WHAT THE EXERCISE ASKS:
Show every line of the items below that contains the word "wheel", copying each such line in full.

INFORMATION PROVIDED:
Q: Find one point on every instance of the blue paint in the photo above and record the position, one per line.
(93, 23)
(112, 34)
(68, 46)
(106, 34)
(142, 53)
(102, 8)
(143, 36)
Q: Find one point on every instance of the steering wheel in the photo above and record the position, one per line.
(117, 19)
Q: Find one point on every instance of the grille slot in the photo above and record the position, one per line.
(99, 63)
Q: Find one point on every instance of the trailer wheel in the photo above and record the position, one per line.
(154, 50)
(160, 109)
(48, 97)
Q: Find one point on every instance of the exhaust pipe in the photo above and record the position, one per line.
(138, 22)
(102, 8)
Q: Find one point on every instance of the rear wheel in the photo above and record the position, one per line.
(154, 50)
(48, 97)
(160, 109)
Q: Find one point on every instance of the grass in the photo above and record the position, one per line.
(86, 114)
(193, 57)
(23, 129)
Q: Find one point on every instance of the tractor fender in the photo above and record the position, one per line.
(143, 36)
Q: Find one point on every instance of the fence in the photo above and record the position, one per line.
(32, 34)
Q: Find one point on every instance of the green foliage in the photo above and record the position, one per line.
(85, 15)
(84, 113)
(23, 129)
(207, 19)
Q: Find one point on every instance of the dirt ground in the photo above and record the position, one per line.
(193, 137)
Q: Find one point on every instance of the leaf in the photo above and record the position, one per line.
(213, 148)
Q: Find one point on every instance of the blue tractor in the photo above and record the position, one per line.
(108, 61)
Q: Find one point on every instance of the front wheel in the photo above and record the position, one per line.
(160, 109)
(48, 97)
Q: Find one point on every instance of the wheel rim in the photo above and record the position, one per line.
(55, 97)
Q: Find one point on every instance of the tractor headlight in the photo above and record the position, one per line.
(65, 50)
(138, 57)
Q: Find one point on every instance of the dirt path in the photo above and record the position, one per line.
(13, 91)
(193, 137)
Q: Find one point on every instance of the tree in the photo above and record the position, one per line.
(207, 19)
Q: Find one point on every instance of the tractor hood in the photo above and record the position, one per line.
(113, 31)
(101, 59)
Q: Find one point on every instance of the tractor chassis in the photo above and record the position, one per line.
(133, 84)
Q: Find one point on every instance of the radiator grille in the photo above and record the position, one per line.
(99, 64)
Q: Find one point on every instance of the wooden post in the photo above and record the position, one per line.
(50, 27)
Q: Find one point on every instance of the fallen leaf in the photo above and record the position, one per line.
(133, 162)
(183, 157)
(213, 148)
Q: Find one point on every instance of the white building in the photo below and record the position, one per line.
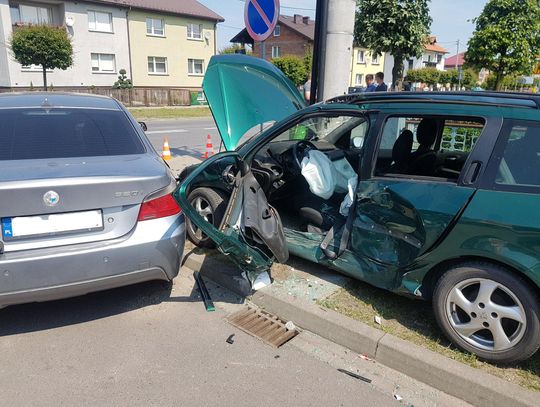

ANSWER TO THE TASK:
Q: Find one point on every instance of the steering wheel in the photo above and record the position, one per line.
Q: Find one point on every instance of the trailer wheel in the photo above and record the position, one per line.
Q: Find one point on every instance of the rear wheel in the photo above and record the position, one per line.
Q: Find one point on every instance of the front wheel in the photo above and record the position, one per line.
Q: Find one point on every instance of the wheel rim in the photo above and record the position, one per line.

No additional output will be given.